### Task objective
Please write each entry out again exactly as shown.
*** Begin section ***
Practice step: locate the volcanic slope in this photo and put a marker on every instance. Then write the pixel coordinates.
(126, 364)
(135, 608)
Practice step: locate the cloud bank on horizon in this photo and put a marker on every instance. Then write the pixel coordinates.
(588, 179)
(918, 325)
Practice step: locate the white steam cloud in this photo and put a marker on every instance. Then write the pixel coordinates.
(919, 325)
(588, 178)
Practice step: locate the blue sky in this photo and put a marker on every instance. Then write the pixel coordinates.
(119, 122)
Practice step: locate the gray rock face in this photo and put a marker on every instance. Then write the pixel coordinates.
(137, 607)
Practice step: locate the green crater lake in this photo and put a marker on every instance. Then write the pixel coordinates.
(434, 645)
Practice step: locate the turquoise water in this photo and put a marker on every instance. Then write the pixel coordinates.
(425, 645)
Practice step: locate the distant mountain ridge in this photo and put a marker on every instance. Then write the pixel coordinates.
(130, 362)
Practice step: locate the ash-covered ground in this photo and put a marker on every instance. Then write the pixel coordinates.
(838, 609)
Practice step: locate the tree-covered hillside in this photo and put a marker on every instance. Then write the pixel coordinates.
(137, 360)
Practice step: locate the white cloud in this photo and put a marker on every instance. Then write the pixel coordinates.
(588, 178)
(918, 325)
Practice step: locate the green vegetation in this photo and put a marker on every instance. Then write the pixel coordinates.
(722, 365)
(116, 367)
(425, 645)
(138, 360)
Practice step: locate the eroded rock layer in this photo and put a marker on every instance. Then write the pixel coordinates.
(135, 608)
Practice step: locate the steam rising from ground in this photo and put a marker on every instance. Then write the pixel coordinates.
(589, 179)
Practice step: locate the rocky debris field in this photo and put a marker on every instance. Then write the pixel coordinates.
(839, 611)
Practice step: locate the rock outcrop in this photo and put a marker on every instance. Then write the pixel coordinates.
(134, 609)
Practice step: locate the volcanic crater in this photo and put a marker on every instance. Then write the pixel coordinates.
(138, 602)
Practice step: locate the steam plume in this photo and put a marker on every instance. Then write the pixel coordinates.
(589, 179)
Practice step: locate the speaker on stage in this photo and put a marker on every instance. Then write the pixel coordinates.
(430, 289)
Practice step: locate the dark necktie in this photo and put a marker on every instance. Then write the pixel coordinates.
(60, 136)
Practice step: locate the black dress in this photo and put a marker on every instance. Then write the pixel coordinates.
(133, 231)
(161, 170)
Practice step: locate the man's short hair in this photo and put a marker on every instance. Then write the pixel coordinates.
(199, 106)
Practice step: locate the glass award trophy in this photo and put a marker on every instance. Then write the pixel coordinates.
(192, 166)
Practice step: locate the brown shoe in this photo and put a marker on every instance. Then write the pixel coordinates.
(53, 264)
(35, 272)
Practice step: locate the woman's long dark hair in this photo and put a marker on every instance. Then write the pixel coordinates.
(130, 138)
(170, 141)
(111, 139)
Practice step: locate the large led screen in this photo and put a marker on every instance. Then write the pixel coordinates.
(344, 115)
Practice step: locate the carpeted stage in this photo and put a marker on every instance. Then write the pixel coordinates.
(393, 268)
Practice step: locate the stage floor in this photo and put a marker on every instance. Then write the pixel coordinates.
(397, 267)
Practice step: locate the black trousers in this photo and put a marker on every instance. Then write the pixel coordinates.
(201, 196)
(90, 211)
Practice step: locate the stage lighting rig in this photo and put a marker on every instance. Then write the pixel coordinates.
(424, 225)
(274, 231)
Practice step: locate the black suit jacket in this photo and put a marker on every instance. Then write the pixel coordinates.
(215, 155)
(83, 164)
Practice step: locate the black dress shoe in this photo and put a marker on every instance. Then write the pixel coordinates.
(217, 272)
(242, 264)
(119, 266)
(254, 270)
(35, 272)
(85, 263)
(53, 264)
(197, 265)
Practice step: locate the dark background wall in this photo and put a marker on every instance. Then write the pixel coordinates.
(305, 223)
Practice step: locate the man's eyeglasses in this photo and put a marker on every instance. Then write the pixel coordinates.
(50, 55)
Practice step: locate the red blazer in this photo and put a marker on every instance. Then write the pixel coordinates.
*** End section ***
### Written answer
Practice step: locate the volcanic slope in this photo and put a marker on every instance. Then write the pixel coordinates.
(126, 364)
(135, 608)
Practice step: locate the cloud bank on horizon in this photo and put a marker on every instance. Then write the pixel coordinates.
(588, 179)
(918, 325)
Practice step: locate the white steam cloud in this photo and put a marker on every instance. Then write the pixel coordinates.
(919, 325)
(588, 178)
Practice step: locate the blue sky in this photo and put a marker on every instance. Then write the pixel coordinates.
(119, 122)
Practice step: locate the gray rock face in this photo and put a marker on every instance. Then write the pixel coordinates.
(137, 607)
Practice step: locate the green crater lake in this photo and put a marker on every instance. Then write the pixel coordinates.
(434, 645)
Practice step: locate the turquoise water in this photo and put a marker on every instance. Then write the pixel coordinates.
(425, 645)
Practice step: locate the distant mountain ridge in this photo and put a marker on every instance. Then write the pixel coordinates.
(130, 362)
Practice step: locate the ash-covered ground in this photo and put a marker on every instance. Then write the pixel coordinates.
(838, 609)
Practice step: locate the tree-covered hillside in this photo and put a marker on every instance. Then write the pixel coordinates.
(137, 360)
Practice step: locate the white cloud in this photo and put a marker on every instance. Then write the pixel coordinates.
(588, 178)
(918, 325)
Practice step: locate the green vegetation in this photo and put a marker on every instance. Then write the pixel coordinates.
(722, 365)
(116, 367)
(425, 645)
(138, 360)
Practice step: locate the eroded rock layer in this photo and put a marker on every instance. Then write the pixel coordinates.
(135, 608)
Practice step: locate the steam rising from ground in this photo and put a marker on every instance. Then write the pixel coordinates.
(589, 179)
Practice step: locate the rocky debris field in this photo and put a marker on every instance. Then write the pixel coordinates.
(839, 611)
Practice step: locate the rock outcrop in this photo and put a marker on every instance. Then write the pixel coordinates.
(134, 609)
Practice step: locate the volcanic crater in this photo and put a marker on every instance. Then write the pixel coordinates.
(138, 602)
Practice step: locate the steam plume in this photo and put a marker on every instance. Then write the pixel coordinates.
(589, 179)
Practice step: locate the speaker on stage in this photo and put a marker on every instance. Then write the pixel coordinates.
(430, 289)
Practice step: locate the dark necktie in this photo and put a marker on every instance. Then write the pixel coordinates.
(60, 136)
Practice step: locate the black dress in this photo and put a marker on every instance. Then write the pixel coordinates.
(133, 231)
(161, 170)
Practice step: locate the man's short hair in this photo and put a marker on every instance. Then write the pixel coordinates.
(199, 106)
Practice step: locate the glass award trophy in this photo and put a marker on every instance. Then write the pixel coordinates.
(192, 166)
Practice step: locate the brown shoe in this photo and put a marker on every instance. Then write the pixel coordinates.
(53, 264)
(35, 272)
Practice step: locate the woman's long dark hair in this photo and put a marker on every instance. Then write the pixel coordinates.
(130, 138)
(170, 141)
(111, 139)
Practice step: locate the large led screen in this photo and put a marker on every instance. Then write the pixel coordinates.
(344, 115)
Practice step: locate the carpeted stage in this photo and put a marker on every instance. Then write the pixel coordinates.
(393, 268)
Practice step: locate the stage floor in this photo and put a marker on every instance. Then write the pixel coordinates.
(397, 267)
Practice step: locate the black trousers in this photo and put a marker on every instance. Then write the pixel coordinates.
(201, 196)
(90, 211)
Practice step: locate the stage lighting rig in this photo and put a marker on every instance. Then write the pixel coordinates.
(424, 225)
(274, 231)
Practice step: locate the black suit jacket in this photo and put a marker on every instance. Then write the pixel coordinates.
(215, 155)
(83, 164)
Practice step: locate the black dress shoe in this photo and put a marker on every instance. Then write the pixel coordinates.
(217, 272)
(242, 264)
(119, 266)
(254, 270)
(35, 272)
(85, 263)
(53, 264)
(197, 265)
Practice step: locate the dark background wall in this photo and put a marker on every instance. Then write the pixel coordinates.
(305, 223)
Practice step: locate the man's eyeglasses in this photo and put a marker on every instance. Then write the pixel coordinates.
(50, 55)
Practice step: locate the red blazer in this photo and put a marker on every instance. Then write the pixel coordinates.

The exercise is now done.